EXERCISE: Extract every line of the material that holds the string "vision".

⁂

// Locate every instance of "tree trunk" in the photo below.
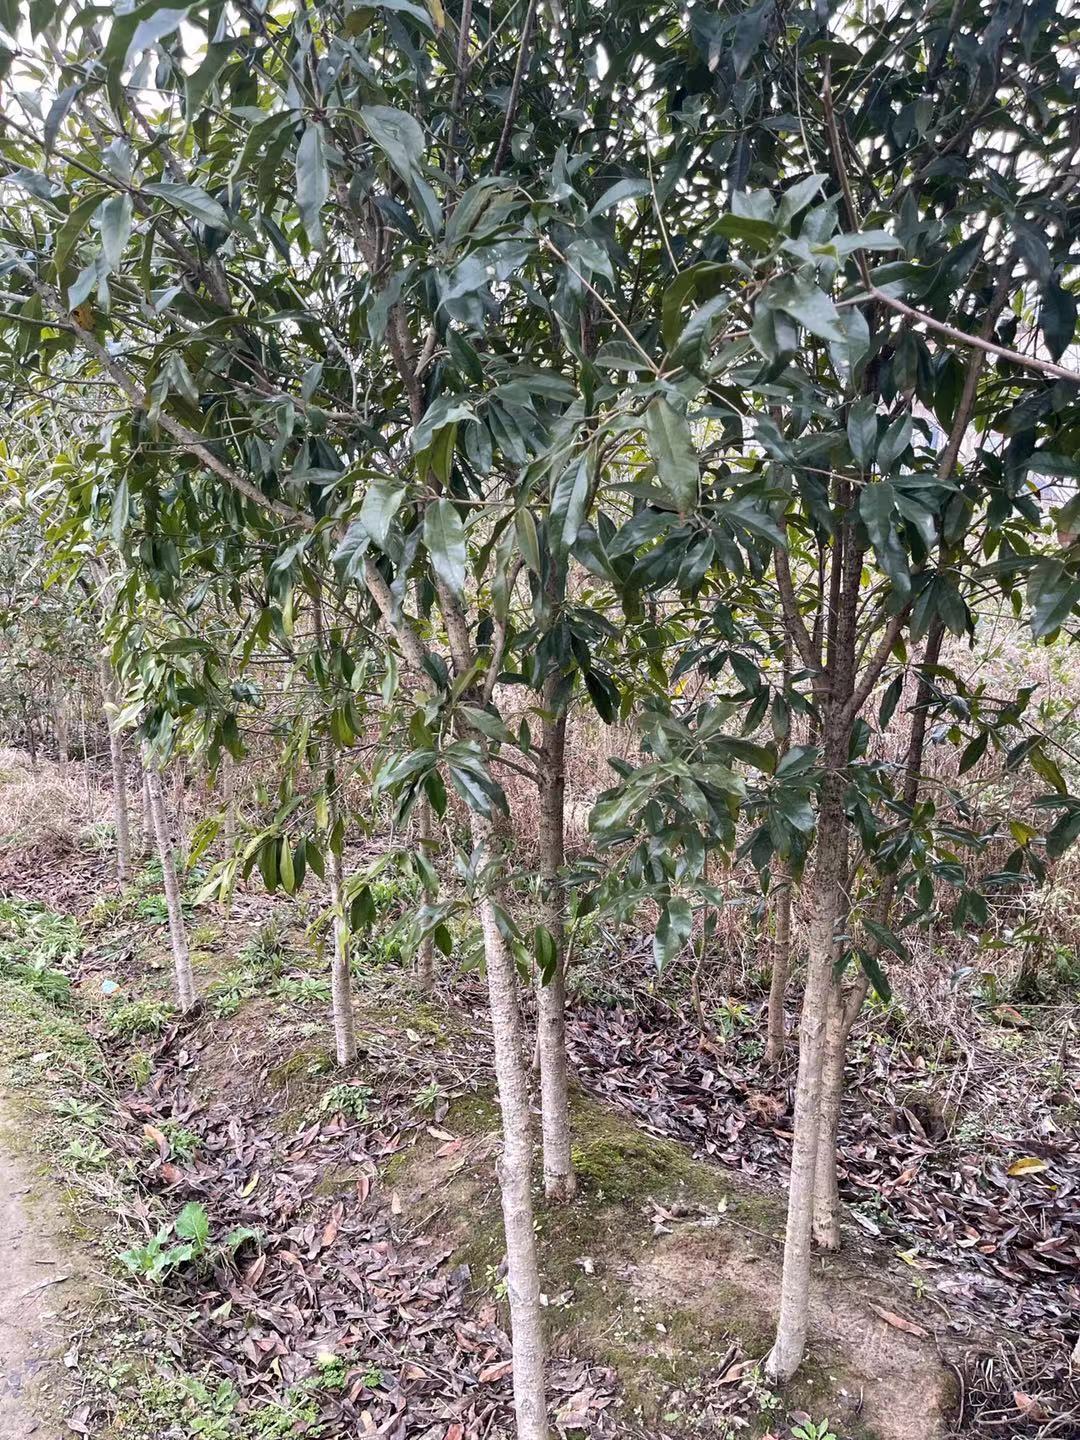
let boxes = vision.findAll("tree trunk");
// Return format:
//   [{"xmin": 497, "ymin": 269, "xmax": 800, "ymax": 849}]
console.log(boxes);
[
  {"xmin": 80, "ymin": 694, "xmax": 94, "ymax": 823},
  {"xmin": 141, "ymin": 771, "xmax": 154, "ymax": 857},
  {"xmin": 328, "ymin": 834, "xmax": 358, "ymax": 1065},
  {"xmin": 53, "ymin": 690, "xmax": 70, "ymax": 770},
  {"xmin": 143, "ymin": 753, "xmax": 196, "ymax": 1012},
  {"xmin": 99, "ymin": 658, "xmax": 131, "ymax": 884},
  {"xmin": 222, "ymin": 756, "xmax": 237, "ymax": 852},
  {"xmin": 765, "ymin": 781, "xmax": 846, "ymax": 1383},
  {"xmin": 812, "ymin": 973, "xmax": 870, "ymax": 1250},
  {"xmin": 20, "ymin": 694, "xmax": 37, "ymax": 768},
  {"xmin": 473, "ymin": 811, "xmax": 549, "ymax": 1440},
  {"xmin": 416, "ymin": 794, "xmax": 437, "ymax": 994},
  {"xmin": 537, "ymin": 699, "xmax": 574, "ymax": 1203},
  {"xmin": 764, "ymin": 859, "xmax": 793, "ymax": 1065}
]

⁂

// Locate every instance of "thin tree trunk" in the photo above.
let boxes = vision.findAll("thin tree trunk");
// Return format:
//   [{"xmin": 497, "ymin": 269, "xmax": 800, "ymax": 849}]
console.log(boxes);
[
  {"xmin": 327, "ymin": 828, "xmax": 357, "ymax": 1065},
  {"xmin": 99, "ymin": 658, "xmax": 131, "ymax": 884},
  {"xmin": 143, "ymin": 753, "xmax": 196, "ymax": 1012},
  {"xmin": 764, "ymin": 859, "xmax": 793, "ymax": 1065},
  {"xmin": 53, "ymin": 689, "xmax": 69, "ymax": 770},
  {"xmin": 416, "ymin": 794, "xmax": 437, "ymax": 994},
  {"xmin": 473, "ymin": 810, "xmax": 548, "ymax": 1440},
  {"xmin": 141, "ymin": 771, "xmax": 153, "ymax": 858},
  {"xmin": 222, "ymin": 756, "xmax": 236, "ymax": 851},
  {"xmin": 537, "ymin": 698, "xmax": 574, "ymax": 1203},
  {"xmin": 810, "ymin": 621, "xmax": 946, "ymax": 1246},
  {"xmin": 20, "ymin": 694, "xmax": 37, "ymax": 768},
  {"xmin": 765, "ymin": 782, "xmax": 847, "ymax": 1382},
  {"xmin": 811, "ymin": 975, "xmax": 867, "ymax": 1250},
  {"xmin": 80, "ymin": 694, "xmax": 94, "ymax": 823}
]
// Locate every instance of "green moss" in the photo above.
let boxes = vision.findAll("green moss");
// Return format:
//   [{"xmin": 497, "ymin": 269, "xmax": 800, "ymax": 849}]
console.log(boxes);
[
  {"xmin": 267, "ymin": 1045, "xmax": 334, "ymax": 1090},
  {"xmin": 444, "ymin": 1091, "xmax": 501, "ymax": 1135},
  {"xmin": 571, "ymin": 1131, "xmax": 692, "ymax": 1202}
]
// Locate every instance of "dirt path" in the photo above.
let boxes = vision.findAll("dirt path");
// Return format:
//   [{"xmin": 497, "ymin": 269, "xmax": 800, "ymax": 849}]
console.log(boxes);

⁂

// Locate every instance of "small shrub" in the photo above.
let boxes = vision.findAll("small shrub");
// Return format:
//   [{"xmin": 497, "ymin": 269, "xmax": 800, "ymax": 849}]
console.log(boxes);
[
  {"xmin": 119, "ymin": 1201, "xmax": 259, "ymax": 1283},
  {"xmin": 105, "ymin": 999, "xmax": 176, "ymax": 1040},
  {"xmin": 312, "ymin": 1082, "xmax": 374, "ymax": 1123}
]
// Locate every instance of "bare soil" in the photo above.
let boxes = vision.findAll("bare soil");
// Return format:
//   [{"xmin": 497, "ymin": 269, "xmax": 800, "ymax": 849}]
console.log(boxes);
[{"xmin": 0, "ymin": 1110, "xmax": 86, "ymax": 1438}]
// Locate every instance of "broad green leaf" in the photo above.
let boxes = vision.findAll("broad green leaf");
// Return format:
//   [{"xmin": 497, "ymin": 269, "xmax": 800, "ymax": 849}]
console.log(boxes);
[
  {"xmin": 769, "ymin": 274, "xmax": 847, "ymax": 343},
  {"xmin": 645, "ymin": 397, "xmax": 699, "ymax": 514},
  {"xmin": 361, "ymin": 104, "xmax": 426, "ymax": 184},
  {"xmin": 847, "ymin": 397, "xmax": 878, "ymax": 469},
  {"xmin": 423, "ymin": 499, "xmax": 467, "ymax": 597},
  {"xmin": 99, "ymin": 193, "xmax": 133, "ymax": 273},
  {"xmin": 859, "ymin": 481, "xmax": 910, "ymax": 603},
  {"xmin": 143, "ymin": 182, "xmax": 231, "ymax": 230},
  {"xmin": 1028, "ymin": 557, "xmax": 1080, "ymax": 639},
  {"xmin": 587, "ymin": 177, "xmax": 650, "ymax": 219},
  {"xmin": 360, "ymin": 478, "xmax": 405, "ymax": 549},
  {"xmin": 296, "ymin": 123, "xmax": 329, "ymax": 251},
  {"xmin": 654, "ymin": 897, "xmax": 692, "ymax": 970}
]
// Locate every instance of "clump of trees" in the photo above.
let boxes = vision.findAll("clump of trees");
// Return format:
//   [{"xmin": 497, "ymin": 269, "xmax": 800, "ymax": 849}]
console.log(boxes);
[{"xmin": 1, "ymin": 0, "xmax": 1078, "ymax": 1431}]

⁂

ANSWER TO THIS EXERCISE:
let boxes = vision.findAll("tree trunk");
let boxes = vision.findAll("thin tree trunk");
let boxes = vision.findAll("green moss");
let boxes = vision.findAll("dirt path");
let boxes = vision.findAll("small shrub");
let boxes = vision.findAll("bare soil");
let boxes = vision.findAll("broad green leaf");
let boxes = vision.findAll("clump of trees");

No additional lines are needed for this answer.